(Excerpts from a pointing dataset)
+ + +
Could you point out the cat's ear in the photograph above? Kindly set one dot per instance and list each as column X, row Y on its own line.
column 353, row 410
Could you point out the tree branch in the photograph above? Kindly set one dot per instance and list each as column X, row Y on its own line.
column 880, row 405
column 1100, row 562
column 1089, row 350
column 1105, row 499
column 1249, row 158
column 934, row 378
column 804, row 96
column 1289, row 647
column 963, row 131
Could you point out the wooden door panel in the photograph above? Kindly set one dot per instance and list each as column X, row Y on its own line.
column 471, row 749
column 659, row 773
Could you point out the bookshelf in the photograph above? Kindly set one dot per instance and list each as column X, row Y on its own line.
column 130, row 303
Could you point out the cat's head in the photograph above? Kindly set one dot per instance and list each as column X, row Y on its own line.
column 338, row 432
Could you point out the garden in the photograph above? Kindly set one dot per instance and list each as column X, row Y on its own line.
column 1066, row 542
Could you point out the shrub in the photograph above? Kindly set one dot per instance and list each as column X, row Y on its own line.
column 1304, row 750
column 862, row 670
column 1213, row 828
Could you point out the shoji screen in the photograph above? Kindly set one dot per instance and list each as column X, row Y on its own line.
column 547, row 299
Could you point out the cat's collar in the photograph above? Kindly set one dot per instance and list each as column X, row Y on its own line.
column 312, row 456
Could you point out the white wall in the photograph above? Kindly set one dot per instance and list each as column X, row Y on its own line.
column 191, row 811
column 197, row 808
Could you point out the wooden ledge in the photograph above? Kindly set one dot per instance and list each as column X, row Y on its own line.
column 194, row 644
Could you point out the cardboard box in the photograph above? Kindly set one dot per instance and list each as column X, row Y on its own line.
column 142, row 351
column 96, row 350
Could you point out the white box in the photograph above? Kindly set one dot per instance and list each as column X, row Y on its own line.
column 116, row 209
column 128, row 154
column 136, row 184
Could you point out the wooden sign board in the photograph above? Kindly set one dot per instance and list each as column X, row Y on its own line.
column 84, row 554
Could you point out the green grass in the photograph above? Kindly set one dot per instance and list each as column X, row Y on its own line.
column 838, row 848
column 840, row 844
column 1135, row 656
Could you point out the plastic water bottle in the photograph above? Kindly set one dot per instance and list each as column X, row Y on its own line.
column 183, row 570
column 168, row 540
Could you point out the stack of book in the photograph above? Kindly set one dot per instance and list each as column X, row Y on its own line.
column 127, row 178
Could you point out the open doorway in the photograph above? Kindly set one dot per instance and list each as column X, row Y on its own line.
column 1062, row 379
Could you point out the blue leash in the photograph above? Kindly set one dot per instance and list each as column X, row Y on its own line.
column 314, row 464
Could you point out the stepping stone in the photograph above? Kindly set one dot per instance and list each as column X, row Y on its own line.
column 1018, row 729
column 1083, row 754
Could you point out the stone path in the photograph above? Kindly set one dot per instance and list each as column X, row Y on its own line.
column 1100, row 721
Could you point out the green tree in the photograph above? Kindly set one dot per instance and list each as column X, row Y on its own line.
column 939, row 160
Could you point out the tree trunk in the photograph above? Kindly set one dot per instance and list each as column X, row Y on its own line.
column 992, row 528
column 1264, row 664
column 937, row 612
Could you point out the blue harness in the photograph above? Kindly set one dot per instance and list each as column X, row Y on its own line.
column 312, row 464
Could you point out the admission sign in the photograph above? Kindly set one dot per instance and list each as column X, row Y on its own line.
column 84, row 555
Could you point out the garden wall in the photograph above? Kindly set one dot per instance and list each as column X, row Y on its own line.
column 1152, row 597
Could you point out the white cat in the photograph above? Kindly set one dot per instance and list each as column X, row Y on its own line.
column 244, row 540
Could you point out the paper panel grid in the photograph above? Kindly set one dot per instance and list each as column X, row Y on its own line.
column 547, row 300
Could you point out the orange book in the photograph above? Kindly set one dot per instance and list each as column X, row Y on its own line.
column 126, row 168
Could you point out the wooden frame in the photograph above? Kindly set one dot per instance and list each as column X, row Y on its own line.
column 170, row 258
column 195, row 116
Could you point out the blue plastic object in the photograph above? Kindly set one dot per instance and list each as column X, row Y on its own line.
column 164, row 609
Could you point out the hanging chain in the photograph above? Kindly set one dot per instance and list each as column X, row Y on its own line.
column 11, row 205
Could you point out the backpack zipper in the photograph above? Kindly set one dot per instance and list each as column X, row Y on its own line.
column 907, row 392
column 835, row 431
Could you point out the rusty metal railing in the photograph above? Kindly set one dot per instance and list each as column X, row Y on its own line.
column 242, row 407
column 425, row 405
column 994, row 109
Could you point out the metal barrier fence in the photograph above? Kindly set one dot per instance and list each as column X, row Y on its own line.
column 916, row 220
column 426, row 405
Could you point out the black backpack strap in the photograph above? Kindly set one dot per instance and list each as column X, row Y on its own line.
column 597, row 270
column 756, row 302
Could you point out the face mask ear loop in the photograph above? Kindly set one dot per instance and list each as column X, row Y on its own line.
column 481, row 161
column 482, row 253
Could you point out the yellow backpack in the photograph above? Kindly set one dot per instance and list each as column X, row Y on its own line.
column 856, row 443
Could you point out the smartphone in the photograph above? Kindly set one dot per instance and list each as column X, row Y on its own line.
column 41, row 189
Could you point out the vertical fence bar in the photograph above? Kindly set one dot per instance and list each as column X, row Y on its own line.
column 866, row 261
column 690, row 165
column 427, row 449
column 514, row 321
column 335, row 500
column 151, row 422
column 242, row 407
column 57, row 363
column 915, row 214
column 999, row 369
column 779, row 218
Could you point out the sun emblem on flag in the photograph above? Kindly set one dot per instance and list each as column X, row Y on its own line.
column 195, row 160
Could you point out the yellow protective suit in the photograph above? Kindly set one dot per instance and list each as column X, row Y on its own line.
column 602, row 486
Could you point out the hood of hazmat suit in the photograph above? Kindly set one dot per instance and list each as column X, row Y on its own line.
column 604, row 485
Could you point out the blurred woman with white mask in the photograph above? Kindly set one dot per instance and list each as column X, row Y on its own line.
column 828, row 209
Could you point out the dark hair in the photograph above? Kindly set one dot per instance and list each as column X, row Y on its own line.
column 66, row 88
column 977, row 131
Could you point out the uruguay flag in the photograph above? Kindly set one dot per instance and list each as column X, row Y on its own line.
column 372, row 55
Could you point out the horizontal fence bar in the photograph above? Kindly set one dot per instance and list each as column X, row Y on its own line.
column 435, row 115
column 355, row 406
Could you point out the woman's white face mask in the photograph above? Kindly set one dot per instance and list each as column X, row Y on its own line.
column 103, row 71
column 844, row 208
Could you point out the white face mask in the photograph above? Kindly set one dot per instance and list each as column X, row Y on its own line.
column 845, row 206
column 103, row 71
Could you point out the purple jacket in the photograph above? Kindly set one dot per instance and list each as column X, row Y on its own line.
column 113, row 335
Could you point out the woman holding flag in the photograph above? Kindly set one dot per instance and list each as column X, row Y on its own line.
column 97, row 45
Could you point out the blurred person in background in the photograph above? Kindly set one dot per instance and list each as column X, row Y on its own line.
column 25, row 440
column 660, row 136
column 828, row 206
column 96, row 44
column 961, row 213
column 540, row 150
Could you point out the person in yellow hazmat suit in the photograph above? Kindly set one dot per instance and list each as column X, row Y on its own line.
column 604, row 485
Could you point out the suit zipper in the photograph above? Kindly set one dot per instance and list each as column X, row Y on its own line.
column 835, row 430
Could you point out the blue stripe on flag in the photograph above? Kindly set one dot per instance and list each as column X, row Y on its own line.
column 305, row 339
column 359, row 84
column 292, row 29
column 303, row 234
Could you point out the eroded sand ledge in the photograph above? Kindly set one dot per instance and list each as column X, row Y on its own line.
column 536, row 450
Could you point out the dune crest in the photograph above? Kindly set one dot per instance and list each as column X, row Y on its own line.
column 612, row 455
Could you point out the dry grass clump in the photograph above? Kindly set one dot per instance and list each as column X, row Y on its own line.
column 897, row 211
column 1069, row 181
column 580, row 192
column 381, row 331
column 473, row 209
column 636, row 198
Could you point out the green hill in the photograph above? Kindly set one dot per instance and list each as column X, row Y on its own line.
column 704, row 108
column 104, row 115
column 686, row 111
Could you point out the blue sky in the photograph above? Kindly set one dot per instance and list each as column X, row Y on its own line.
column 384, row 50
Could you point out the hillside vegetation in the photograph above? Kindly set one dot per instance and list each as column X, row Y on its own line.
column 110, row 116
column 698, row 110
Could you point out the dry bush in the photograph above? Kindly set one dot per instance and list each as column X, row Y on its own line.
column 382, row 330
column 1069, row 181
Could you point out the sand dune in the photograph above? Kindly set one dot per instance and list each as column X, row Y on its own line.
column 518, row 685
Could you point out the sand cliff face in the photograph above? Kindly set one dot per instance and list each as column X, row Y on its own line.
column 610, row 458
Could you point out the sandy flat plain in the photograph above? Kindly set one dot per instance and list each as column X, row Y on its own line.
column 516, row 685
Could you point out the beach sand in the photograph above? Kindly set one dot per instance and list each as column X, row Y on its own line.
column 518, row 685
+ + +
The task: Copy out word for word the lines of the entries from the line containing "Could you point out the hillside" through the last line of the entries, including both ends.

Response to the exercise:
Could you point out the hillside vegetation in the photograph above? Kindly set one dot per instance and list each as column X, row Y on its own line.
column 110, row 116
column 698, row 110
Could you point out the dry bush in the photograph above? Kindly set one dot per instance and list each as column X, row Y on its own line.
column 382, row 330
column 1069, row 181
Could you point out the sand dune in the photograph above? Kindly set one dot per instance and list each as column X, row Y on its own line.
column 518, row 685
Could you point out the sand cliff face in the photograph above? Kindly set one dot per instance and list each as column X, row Y on its own line.
column 610, row 458
Could you point out the sandy flat plain in the photograph above? Kindly set one dot per instance and list each as column X, row Y on its own line.
column 516, row 685
Could you point out the beach sand in the photograph above? Kindly set one dot per instance and list each as column X, row Y on its own line.
column 518, row 685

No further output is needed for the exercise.